*** SELECTED EXCERPT Section Begins ***
[Arthropod] Re: EST assembly from Illumina

Yannick Wurm via arthropod%40net.bio.net (by yannick.wurm from unil.ch)
Mon Dec 14 05:08:14 EST 2009


Hi Don & Mark,

thanks very much for your extensive replies.
DeepSage on Illumina may indeed be a viable approach.
There are indeed a few ant sequencing projects underway. However I think we are involved or at least know about most of them (the ant community is small). Yet only one group is currently working on the species of interest and they haven't done much molecular at all yet.

Kind regards,
yannick

--------------------------------------------
          yannick . wurm @ unil . ch
Ant Genomics, Ecology & Evolution @ Lausanne
   http://www.unil.ch/dee/page28685_fr.html


Don wrote:
> Yannick,
> 
> Assembling short read RNA-Seq to full mRNA without a reference
> genome is harder. If you have longer (72+ bp) mate-paired reads
> it become easier than with shorter, single reads.  Here is some
> discussion of this
> http://seqanswers.com/forums/forumdisplay.php?f=27
> 
>> We're thinking of doing some gene expression analyses for a species on which we have no sequence data and the
>> closest sequenced relative is 100+ million years away.
>> 
>> I'm thinking it may be possible to do everything in one shot:
>>        1. RNAseq (using Illumina)  on our 2 conditions of interest
>>        2. Assembly of the RNAseq data to get good gene models -> annotate
>>        3. "classic" RNAseq analysis where to identify differential expression 
>> 
>> The alternative would be to first perform some 454 of a normalized library to get a good overview of the tran
>> scriptome.
*** SELECTED EXCERPT Section Ends ***
*** SUPPLIED MATERIAL Section Begins ***
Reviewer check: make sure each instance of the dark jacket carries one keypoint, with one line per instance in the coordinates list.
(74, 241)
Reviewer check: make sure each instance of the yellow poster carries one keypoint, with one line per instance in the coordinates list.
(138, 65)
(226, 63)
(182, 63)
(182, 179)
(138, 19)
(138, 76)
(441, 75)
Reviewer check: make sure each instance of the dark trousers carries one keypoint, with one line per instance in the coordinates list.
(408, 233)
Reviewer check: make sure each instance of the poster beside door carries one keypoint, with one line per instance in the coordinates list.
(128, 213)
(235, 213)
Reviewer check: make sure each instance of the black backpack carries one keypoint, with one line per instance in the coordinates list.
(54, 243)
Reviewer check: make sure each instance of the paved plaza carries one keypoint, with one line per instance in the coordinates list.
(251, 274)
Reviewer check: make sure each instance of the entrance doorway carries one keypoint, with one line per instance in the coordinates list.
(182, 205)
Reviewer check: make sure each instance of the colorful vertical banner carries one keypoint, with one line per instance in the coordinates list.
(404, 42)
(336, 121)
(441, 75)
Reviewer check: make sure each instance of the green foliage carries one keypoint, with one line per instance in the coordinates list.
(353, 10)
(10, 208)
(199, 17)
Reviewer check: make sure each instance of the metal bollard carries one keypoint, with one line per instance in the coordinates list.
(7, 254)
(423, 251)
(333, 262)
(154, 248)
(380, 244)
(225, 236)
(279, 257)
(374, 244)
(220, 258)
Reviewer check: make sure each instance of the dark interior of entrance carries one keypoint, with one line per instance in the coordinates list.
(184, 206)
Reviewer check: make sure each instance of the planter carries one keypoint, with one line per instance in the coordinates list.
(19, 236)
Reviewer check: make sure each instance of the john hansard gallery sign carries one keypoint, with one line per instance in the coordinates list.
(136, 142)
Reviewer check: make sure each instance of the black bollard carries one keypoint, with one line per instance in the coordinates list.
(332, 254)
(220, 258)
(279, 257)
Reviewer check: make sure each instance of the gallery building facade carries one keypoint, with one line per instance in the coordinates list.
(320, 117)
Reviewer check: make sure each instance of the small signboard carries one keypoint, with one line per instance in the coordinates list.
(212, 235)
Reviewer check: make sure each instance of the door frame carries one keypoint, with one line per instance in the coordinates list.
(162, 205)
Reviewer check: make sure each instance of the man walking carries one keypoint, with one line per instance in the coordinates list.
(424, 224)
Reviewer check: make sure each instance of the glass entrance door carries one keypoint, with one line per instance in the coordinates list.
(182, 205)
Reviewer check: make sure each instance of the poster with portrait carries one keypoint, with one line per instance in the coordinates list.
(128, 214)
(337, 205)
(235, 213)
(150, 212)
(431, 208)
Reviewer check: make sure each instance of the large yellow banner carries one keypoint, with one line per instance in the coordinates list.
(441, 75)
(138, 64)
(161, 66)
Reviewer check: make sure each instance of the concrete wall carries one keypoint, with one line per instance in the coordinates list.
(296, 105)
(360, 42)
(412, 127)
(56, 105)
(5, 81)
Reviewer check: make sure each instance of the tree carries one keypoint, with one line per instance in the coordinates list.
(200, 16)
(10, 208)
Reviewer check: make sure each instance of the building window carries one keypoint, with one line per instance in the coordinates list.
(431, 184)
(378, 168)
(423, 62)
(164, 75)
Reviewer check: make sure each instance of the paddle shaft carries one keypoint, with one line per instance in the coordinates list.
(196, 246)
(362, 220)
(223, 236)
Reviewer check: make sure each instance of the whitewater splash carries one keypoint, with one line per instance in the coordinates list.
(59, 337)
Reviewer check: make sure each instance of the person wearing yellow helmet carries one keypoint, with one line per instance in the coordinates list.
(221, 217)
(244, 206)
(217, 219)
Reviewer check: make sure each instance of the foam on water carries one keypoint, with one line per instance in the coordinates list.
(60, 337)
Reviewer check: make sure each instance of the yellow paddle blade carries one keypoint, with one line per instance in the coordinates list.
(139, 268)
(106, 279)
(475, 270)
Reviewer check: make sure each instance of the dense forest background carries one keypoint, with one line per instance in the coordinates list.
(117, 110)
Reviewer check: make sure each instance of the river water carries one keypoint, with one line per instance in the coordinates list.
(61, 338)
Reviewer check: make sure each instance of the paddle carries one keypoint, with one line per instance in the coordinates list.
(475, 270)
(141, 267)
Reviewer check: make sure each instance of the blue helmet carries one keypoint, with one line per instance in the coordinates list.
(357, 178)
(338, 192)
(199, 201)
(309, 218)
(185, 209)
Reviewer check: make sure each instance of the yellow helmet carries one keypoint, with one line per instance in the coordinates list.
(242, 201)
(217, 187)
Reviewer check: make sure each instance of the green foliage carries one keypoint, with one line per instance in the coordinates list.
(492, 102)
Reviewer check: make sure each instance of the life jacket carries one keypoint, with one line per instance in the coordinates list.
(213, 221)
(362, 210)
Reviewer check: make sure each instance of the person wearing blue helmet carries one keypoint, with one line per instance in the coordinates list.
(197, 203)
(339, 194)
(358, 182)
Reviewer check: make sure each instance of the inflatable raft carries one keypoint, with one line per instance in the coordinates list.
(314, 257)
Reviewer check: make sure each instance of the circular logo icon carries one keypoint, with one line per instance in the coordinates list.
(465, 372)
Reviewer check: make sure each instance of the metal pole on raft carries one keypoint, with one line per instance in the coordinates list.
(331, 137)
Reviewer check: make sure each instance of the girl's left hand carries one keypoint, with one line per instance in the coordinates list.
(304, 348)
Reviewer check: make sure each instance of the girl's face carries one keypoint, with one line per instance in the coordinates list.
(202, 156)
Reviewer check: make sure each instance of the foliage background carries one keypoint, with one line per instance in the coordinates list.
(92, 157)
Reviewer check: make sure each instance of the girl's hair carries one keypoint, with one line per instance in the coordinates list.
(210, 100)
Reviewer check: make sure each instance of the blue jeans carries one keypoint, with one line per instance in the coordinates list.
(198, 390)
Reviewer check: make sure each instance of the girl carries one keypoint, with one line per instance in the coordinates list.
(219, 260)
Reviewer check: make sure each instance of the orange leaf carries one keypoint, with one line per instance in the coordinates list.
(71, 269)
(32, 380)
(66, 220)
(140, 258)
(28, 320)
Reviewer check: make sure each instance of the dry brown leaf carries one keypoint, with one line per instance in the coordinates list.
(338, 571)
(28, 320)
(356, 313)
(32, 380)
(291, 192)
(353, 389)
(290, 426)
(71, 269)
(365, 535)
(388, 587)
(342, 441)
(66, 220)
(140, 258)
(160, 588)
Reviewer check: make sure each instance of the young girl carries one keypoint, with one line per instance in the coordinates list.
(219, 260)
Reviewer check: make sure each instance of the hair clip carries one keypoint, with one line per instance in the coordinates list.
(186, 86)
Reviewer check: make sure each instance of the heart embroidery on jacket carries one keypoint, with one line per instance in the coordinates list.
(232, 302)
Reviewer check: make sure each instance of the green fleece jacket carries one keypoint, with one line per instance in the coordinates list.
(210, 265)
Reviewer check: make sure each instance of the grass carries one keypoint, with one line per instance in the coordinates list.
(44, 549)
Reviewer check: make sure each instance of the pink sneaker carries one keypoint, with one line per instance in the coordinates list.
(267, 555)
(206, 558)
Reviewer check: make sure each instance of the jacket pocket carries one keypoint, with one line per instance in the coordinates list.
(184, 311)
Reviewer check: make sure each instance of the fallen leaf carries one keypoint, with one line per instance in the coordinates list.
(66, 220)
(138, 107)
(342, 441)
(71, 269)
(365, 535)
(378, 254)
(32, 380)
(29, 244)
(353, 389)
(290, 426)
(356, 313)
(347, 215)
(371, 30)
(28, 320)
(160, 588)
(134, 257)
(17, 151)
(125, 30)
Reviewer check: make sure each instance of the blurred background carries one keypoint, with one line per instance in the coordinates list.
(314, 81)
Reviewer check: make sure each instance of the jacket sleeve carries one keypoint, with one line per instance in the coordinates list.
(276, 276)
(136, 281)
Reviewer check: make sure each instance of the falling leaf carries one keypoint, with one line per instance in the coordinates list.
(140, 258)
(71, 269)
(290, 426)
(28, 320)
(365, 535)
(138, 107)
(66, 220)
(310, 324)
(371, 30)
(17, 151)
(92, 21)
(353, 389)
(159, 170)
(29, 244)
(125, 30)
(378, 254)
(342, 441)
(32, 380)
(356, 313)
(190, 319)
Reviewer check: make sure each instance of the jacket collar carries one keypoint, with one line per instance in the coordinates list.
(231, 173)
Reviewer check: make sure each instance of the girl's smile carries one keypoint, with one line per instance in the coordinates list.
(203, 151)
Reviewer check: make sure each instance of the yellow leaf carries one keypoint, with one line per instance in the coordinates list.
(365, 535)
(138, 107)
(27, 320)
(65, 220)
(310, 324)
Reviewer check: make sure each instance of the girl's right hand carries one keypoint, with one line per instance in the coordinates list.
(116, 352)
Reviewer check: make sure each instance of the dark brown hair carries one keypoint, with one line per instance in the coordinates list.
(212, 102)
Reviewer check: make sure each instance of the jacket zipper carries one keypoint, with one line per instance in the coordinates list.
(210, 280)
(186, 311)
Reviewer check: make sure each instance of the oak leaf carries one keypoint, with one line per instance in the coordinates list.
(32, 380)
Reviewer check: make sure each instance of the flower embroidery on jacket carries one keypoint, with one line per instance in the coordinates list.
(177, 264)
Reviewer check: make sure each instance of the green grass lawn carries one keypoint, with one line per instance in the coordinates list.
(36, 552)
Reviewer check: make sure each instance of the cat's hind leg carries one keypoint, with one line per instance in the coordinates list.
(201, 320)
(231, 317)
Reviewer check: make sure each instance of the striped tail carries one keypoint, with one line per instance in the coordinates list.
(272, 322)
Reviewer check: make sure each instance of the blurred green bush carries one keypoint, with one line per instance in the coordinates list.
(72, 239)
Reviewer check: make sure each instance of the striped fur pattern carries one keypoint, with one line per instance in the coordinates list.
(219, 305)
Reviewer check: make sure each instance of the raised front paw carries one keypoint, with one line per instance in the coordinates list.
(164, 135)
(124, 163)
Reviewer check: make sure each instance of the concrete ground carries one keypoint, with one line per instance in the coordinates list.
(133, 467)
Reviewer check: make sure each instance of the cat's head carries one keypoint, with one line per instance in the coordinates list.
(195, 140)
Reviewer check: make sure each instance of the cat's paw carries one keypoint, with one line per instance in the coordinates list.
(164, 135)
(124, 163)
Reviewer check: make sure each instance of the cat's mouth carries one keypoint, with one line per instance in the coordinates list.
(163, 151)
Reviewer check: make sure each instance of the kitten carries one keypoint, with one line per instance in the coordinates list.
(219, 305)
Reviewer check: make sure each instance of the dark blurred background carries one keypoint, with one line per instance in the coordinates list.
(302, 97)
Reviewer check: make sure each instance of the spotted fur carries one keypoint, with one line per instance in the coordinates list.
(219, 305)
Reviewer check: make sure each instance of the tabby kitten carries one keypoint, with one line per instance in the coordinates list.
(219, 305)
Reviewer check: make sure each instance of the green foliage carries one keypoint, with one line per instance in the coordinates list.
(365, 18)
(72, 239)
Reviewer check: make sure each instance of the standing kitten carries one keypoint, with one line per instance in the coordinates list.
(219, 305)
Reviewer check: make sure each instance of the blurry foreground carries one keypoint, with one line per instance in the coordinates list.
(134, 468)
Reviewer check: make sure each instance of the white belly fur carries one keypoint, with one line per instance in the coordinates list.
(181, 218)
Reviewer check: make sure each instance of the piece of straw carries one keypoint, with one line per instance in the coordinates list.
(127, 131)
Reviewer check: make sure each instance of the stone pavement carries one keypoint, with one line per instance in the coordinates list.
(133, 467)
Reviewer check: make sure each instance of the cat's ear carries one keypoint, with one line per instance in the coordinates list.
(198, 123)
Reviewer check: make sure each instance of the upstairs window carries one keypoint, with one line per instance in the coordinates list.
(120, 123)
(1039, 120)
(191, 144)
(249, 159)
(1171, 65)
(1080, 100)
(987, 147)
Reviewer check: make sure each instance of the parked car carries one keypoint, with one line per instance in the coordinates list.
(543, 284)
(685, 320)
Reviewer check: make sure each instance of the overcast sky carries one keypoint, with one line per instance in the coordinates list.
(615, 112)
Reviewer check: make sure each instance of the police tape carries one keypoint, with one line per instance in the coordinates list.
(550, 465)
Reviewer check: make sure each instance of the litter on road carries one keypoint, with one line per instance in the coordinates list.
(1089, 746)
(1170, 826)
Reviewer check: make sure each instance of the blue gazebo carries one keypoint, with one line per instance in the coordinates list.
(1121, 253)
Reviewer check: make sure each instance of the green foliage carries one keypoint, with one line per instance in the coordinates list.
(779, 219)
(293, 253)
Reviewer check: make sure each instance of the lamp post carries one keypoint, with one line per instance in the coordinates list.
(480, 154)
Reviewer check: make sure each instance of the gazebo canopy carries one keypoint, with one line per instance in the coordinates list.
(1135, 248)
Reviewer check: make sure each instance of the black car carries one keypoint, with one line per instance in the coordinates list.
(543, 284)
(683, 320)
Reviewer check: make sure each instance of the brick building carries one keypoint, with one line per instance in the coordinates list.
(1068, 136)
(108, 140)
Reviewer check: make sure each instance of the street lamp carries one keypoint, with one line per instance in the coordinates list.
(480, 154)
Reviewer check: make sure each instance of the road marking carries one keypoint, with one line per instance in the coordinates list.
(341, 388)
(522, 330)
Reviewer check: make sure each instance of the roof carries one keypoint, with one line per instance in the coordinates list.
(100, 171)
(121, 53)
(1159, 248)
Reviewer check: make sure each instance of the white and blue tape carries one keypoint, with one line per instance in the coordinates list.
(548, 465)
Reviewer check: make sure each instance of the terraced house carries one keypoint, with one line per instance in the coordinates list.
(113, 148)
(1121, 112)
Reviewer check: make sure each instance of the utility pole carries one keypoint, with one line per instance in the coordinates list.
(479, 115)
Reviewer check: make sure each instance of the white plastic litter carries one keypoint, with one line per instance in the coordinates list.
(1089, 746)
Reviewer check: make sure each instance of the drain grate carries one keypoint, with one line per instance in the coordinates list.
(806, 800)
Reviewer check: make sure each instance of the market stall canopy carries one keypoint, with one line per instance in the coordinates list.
*** SUPPLIED MATERIAL Section Ends ***
» LIST OF TASKS
A) Decide whether each statement below agrees with the email about EST assembly from Illumina. Answer yes or no for each, and quote the deciding words of the email exactly.
(i) Only one group is currently working on the species of interest.
(ii) Don states that assembly is easier with shorter, single reads than with longer mate-paired reads.
(iii) The closest sequenced relative of the species is less than 100 million years away.
B) Write out everything from "[Arthropod] Re: EST" down to "at all yet." in the email about EST assembly from Illumina.

» ANSWERS TO THE TASKS
A)
(i) Yes: "Yet only one group is currently working on the species of interest"
(ii) No: "it become easier than with shorter, single reads"
(iii) No: "closest sequenced relative is 100+ million years away"

B)
[Arthropod] Re: EST assembly from Illumina

Yannick Wurm via arthropod%40net.bio.net (by yannick.wurm from unil.ch)
Mon Dec 14 05:08:14 EST 2009


Hi Don & Mark,

thanks very much for your extensive replies.
DeepSage on Illumina may indeed be a viable approach.
There are indeed a few ant sequencing projects underway. However I think we are involved or at least know about most of them (the ant community is small). Yet only one group is currently working on the species of interest and they haven't done much molecular at all yet.